> **Source document**
--------------------------------------------------

The same is true here. This guy put "output=AST" and got out something 
unexpected.
Sure, he can search the book, the wiki, ask on the mailing list, and 
find the answer.
Just as the guy who forgot to define his variable could do all those 
things to find the answer.

Making sure that the answer is available is one thing, avoiding the 
confusion in the first place is
another. At a minimum, don't let me put "output=AST" and then forget to 
put any ^'s in
my grammar. There's no need to let me make that mistake. It's a 
usability issue.
> How is this in
> anyway a good use of time or a justifiable addition of code
> complexity?
>   
It would have helped the original poster, who seems so mad he won't be 
using ANTLR any more.
Obviously, it's not just this issue. In all these posts, I'm arguing for 
more usability work
overall, not just this specific AST thing.

--------------------------------------------------

[Location annotation dataset excerpts]
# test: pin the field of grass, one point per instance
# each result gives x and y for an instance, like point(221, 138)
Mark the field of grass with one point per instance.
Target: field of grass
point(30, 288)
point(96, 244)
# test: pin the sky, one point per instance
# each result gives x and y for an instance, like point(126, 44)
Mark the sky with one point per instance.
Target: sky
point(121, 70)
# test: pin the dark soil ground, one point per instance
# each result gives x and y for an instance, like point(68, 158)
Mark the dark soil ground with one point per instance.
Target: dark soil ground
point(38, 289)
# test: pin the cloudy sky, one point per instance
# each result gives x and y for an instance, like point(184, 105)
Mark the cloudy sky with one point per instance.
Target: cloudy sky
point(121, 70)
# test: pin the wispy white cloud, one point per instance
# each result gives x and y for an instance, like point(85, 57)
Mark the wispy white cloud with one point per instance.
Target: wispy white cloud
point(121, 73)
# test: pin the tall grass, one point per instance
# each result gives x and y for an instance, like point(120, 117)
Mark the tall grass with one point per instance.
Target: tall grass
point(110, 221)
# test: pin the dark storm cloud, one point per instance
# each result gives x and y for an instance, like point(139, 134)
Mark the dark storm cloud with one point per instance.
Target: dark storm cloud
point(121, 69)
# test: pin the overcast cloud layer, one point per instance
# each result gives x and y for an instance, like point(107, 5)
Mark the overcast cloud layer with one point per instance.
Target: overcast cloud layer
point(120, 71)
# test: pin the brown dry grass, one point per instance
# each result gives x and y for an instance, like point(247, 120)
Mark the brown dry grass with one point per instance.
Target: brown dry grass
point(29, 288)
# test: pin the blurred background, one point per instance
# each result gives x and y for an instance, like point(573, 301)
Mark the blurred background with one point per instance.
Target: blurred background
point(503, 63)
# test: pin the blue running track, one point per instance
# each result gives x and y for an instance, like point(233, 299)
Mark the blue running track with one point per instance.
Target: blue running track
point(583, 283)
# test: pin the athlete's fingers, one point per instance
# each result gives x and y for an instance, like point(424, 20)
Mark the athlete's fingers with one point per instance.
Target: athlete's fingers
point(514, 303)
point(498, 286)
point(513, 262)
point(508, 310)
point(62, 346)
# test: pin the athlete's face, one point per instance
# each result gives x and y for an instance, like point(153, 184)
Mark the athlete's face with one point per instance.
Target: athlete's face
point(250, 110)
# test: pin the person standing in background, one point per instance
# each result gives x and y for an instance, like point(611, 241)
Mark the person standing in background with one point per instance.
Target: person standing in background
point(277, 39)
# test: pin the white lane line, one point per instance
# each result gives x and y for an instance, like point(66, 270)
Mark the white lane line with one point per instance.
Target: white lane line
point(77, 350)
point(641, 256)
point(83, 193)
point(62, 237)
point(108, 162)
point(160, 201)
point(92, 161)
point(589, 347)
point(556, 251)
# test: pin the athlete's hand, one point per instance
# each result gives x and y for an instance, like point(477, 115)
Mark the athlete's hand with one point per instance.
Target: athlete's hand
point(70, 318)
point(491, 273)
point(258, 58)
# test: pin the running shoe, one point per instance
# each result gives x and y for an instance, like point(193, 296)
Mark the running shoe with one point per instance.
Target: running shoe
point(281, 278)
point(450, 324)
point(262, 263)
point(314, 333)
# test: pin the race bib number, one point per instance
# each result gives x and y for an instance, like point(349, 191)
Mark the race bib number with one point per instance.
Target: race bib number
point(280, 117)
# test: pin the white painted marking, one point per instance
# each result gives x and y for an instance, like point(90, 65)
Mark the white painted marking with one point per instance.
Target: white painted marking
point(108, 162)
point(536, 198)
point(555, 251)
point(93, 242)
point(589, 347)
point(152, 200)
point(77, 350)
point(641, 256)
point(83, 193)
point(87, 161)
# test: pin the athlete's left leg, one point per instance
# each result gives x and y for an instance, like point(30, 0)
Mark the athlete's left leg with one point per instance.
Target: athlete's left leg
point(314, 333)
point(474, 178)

--------------------------------------------------

> **Set task A**
Repeat the forum post about ANTLR usability word for word, in full.
> **Set task B**
Arrange the listing as a Markdown table with the columns Row and Line, starting at the first line of the listing and ending at the line that contains "point(96, 244)", both included. Number each row and leave out any blank lines.

> **Correct answer A**
The same is true here. This guy put "output=AST" and got out something 
unexpected.
Sure, he can search the book, the wiki, ask on the mailing list, and 
find the answer.
Just as the guy who forgot to define his variable could do all those 
things to find the answer.

Making sure that the answer is available is one thing, avoiding the 
confusion in the first place is
another. At a minimum, don't let me put "output=AST" and then forget to 
put any ^'s in
my grammar. There's no need to let me make that mistake. It's a 
usability issue.
> How is this in
> anyway a good use of time or a justifiable addition of code
> complexity?
>   
It would have helped the original poster, who seems so mad he won't be 
using ANTLR any more.
Obviously, it's not just this issue. In all these posts, I'm arguing for 
more usability work
overall, not just this specific AST thing.

> **Correct answer B**
| Row | Line |
|---|---|
| 1 | # test: pin the field of grass, one point per instance |
| 2 | # each result gives x and y for an instance, like point(221, 138) |
| 3 | Mark the field of grass with one point per instance. |
| 4 | Target: field of grass |
| 5 | point(30, 288) |
| 6 | point(96, 244) |